### [What you will do]
Please pick out and copy every line in the entries below that contains the word "cart".

------------------------------------------------

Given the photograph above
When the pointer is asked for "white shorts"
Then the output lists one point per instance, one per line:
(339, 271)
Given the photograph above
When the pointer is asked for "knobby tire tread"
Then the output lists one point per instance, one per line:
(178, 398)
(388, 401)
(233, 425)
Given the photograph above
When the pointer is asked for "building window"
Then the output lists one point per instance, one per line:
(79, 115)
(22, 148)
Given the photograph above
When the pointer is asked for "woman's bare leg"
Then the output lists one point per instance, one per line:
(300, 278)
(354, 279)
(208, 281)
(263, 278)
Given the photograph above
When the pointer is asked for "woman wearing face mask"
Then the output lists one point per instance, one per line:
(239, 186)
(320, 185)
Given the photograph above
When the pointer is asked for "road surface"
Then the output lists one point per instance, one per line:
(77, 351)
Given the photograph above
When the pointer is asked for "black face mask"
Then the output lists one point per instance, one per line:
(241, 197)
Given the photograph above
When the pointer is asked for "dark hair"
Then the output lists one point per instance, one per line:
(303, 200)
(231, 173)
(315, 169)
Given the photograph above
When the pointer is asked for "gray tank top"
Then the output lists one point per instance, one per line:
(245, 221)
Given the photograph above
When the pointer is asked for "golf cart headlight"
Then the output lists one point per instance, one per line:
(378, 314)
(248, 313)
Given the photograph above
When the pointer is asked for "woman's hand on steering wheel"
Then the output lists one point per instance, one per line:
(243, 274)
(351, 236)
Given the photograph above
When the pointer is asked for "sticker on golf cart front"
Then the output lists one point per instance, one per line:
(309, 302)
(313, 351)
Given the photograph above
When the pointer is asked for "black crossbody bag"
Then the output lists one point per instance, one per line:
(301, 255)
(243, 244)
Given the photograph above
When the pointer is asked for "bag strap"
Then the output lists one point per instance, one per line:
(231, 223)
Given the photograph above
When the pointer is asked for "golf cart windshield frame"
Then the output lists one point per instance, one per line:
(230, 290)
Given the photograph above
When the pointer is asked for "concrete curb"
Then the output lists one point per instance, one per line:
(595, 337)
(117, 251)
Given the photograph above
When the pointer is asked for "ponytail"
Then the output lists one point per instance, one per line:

------------------------------------------------

### [Solution for this problem]
When the pointer is asked for "golf cart headlight"
When the pointer is asked for "sticker on golf cart front"
When the pointer is asked for "golf cart windshield frame"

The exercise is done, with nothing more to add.